=== Passage shown ===

You can tell all the way through the book that this was written by an expert in the software, quality and systems domain. The story feels so in-depth and detailed. The plot line is inter-weaved with great insights to the characters which make it a great read for those interested in Science Fiction.
It's deeply rooted in science and technology but has a very human side to the story.
It took me a while to get around to reading it, but I couldn't put it down once I'd started, although the first few chapters take a while to get going.
I won't reveal the plot line, but suffice to say it involves intriguing science, cool tech, government agencies, terrorists and loveable techies.
The ending surprised me, the plot intrigued me and the characters drew me in. I think the interest part of the story for me was how science/tech effects people and the societies it exists in for both good and bad. It felt so very real and I could really imagine the world the author was describing.
I'd recommend this book to anyone interested in science and tech. It might be a bit heavy going for those not, but as a science fiction book it's spot on.
(reviewed long after purchase)

=== Dataset ===

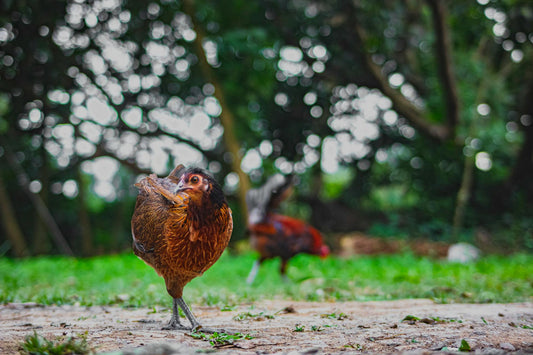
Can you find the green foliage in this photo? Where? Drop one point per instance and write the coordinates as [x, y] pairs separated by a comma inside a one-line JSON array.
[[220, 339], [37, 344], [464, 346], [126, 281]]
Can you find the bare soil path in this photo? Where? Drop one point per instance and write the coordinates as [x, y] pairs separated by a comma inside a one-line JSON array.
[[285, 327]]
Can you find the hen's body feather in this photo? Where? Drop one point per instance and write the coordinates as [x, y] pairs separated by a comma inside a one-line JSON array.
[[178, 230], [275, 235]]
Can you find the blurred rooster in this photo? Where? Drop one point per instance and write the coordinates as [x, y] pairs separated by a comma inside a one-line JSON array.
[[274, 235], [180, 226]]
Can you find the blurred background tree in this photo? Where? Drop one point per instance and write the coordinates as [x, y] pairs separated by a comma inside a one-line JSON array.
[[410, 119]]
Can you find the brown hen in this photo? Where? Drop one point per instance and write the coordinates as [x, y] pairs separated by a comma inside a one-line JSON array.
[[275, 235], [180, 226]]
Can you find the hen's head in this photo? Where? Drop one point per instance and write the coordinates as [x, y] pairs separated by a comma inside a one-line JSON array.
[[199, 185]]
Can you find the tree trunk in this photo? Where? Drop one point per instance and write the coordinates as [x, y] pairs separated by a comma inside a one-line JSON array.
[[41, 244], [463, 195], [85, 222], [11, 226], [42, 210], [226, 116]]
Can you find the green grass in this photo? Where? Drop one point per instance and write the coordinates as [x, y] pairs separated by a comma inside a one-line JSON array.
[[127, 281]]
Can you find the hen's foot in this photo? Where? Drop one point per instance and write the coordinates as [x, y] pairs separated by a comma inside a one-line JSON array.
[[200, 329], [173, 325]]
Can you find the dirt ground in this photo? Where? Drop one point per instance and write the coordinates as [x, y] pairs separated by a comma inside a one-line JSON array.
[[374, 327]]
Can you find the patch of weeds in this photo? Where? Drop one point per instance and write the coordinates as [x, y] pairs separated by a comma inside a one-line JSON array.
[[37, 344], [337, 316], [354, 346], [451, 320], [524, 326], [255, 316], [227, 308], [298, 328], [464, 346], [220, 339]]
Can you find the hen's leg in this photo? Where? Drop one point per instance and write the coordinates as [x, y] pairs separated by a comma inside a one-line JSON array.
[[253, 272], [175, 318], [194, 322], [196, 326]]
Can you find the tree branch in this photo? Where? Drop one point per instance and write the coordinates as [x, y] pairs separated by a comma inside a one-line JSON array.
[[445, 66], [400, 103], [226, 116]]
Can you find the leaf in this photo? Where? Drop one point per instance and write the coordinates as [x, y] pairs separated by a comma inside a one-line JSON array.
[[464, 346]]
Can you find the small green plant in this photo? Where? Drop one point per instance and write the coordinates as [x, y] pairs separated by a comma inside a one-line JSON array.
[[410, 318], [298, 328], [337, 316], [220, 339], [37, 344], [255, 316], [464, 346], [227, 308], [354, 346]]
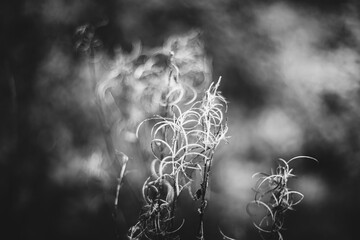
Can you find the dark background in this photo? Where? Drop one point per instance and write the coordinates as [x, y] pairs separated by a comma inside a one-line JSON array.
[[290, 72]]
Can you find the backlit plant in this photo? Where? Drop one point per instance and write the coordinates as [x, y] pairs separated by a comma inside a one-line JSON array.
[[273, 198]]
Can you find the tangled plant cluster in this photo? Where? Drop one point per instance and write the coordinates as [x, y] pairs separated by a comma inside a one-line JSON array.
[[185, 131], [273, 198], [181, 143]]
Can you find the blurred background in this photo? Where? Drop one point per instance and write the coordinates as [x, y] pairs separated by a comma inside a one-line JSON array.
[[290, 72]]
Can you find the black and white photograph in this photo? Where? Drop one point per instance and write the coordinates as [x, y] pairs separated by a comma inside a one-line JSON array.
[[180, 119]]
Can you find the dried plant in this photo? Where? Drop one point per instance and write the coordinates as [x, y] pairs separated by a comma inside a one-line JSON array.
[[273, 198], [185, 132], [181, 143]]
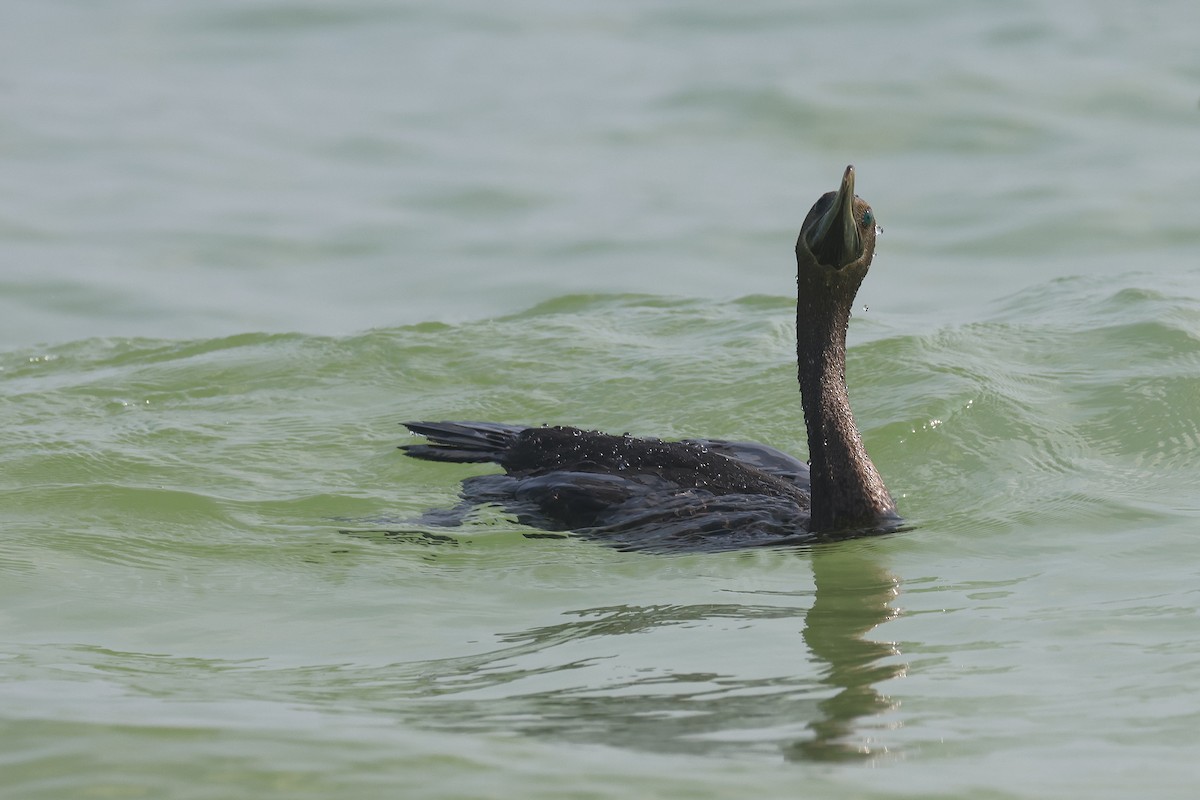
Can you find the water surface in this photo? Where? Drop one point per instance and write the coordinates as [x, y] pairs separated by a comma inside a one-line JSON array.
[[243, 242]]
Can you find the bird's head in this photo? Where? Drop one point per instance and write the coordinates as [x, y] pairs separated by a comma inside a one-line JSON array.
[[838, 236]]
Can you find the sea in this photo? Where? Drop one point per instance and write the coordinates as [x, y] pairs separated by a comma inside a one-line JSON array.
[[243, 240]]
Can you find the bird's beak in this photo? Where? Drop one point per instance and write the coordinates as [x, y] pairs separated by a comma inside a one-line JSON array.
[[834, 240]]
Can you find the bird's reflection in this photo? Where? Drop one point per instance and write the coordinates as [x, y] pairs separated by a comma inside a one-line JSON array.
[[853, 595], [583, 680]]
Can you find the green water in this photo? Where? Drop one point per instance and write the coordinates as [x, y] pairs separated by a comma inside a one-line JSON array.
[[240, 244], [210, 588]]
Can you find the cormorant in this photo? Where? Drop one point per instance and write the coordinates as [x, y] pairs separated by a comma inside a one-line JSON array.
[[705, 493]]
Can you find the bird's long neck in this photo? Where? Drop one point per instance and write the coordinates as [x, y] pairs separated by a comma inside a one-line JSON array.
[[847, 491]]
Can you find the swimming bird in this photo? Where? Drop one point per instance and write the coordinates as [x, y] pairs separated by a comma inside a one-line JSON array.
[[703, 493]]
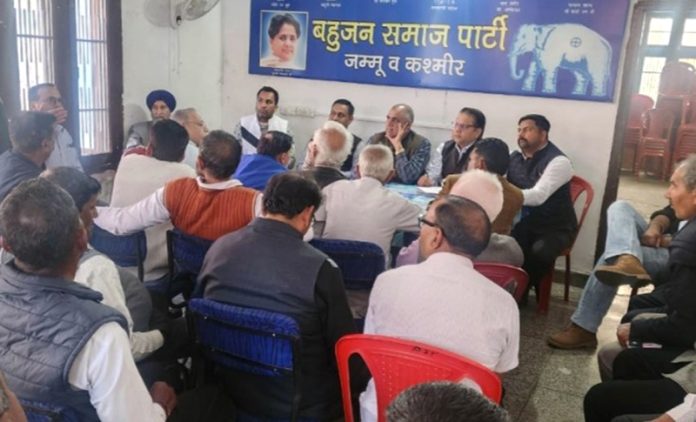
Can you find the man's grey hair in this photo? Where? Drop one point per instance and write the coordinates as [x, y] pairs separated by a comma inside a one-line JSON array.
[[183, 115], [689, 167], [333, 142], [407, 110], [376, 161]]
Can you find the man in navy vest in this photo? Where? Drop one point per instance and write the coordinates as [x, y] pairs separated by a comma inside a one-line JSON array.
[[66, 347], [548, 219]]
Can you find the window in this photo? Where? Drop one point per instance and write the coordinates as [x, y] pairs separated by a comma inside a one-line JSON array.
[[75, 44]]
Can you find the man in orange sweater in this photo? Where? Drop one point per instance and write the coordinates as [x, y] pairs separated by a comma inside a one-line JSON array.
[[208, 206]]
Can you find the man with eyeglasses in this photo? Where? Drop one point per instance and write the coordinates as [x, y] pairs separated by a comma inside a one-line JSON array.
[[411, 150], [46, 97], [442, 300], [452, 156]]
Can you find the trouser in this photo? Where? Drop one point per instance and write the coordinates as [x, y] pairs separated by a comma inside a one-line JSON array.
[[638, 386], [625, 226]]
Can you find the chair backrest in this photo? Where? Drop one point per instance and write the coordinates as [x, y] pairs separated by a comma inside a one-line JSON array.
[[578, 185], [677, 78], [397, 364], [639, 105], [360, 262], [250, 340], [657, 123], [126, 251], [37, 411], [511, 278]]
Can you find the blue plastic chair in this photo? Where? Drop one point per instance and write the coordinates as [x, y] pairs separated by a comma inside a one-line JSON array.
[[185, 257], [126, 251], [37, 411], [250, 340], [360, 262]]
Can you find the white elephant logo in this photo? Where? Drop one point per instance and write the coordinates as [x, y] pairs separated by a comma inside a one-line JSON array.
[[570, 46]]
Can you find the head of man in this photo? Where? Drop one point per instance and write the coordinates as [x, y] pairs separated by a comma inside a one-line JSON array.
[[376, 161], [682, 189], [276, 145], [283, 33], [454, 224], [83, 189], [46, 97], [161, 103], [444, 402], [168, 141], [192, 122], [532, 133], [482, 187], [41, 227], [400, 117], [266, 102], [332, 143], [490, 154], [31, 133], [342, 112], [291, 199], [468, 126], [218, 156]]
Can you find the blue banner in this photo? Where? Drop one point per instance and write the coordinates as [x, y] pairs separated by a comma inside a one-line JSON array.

===

## Activity A
Copy the book review word for word, everything from "You can tell" down to "to get going.".
## Activity B
Pick up the book review where it stops and write what comes next.

## Task answer A
You can tell all the way through the book that this was written by an expert in the software, quality and systems domain. The story feels so in-depth and detailed. The plot line is inter-weaved with great insights to the characters which make it a great read for those interested in Science Fiction.
It's deeply rooted in science and technology but has a very human side to the story.
It took me a while to get around to reading it, but I couldn't put it down once I'd started, although the first few chapters take a while to get going.

## Task answer B
on Aug. 10, 2011 :
Not many books take an invention from the start to the working-prototype finish. This is one such book.
A new invention, the intimate affects on the lives of the inventors, the conspiring political scene, both in the US and the world, and more. I enjoyed the ride, with it all coming together in a great action sequence.
I thought the story had a nice balance between the science and the effects on the lives of the main characters. It didn't delve into dry scientific terms and explanations, but instead kept my interest to keep reading to learn more. I also liked the changing relationship between the two main characters, in a development in their affection to each other from something more clinical to something more emotional-based.
This was the first book of a series, and I'm looking forward to reading the others.